**Exercise set**:
A. Copy out part of the Welsh rugby excerpt below word for word. Begin at the words "Reddin seems to" and stop after "Kumbaya to that.".
B. Answer these questions using the Welsh rugby excerpt below.
(i) Which two Welsh teams are the only ones that have ever won the URC?
(ii) Who owns the Cardiff team?
(iii) What game are the Welsh players playing at the Principality Stadium after finishing their drills?
C. List every rugby team that the Welsh rugby excerpt below names.

Under the WRU’s plans there is room for only one team in the west, and everyone’s best guess is that either the Scarlets or Ospreys, the only two Welsh teams who have ever actually won the URC, will have to merge, or that one of them will have to make way.
The WRU confused everyone by suggesting it would be possible for one of the four current teams to take over another of the future three, appearing to suggest it may be hoping one of the current private investors will want to take over the Cardiff team, owned by the union. The union wants to take on full control of regional rugby, but it can’t afford to unless it can find partners who are happy to let it do that.
Reddin seems to believe it will all work so long as everyone agrees to get along. “Let’s get together,” he said in a recent interview. “If you want to go fast you go alone, if you want to go far you go together, everyone’s had their say, we’ve made decisions, and what we need people to do now is get behind it.” And Kumbaya to that.

At the Principality Stadium, the Welsh players are done running through drills and are now playing a game of touch rugby. Bodies jink and weave in between the opposition, the ball flickers back and forth between teammates.

**Supplied records**:
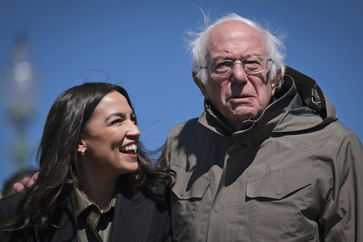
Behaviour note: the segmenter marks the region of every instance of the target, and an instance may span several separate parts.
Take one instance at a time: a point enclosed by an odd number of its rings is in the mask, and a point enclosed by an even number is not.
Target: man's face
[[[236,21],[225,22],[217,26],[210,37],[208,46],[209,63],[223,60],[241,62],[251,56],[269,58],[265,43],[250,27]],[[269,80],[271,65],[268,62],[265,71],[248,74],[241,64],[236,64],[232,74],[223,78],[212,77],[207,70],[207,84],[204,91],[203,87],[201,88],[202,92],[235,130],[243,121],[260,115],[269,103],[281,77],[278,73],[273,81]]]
---
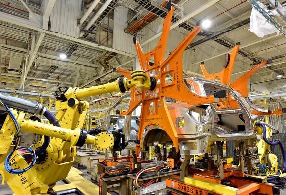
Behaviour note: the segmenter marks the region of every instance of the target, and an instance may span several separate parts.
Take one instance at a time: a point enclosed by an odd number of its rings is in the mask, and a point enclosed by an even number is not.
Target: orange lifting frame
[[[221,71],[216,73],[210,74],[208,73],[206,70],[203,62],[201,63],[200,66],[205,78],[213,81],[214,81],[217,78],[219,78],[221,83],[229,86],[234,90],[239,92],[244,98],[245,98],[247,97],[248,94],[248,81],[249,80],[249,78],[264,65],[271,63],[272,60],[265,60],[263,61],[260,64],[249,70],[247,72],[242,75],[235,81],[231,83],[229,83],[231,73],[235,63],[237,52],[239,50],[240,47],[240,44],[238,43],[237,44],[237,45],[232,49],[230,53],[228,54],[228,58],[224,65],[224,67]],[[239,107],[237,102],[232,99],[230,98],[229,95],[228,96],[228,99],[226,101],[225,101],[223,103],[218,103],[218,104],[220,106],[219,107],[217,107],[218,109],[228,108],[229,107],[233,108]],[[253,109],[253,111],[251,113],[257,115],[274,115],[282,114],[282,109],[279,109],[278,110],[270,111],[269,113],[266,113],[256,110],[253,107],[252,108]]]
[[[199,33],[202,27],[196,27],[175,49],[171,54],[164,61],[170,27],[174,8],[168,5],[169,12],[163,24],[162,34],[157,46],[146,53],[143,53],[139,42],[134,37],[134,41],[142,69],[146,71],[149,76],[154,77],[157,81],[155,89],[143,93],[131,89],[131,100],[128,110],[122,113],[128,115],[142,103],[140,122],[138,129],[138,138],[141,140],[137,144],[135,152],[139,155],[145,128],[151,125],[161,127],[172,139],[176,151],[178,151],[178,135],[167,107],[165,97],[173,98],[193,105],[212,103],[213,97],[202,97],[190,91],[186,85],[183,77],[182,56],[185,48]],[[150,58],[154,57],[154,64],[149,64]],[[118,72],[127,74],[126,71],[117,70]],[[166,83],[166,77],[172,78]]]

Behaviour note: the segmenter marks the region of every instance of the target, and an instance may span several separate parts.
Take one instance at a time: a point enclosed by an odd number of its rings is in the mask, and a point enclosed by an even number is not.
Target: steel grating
* * *
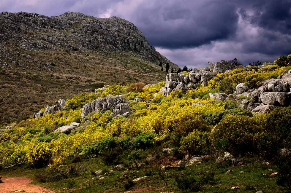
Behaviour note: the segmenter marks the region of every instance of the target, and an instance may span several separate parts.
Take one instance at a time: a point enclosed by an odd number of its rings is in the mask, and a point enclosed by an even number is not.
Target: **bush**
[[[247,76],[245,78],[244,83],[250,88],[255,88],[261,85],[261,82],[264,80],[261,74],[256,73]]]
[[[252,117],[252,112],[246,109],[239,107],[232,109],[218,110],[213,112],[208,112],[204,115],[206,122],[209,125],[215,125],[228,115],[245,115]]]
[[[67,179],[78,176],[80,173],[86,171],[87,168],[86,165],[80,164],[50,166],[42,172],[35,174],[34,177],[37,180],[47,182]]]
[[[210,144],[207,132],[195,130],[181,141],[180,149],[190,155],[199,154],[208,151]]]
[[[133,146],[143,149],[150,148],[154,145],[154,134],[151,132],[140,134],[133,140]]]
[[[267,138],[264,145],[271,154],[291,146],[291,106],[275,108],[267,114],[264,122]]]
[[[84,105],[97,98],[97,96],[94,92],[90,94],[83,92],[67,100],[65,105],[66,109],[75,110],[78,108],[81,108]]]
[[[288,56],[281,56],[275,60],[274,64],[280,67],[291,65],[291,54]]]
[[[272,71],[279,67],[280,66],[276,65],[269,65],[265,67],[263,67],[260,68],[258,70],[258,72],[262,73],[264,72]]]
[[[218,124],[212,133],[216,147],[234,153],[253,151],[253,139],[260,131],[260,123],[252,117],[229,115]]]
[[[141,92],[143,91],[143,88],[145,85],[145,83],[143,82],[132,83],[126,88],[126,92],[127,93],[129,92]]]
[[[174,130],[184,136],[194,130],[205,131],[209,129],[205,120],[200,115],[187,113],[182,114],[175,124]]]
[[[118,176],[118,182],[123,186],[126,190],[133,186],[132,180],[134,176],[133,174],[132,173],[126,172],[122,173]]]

**The responses**:
A.
Reddin seems to believe it will all work so long as everyone agrees to get along. “Let’s get together,” he said in a recent interview. “If you want to go fast you go alone, if you want to go far you go together, everyone’s had their say, we’ve made decisions, and what we need people to do now is get behind it.” And Kumbaya to that.

B.
(i) The Scarlets and the Ospreys
(ii) The union (the WRU)
(iii) Touch rugby

C.
Scarlets
Ospreys
Cardiff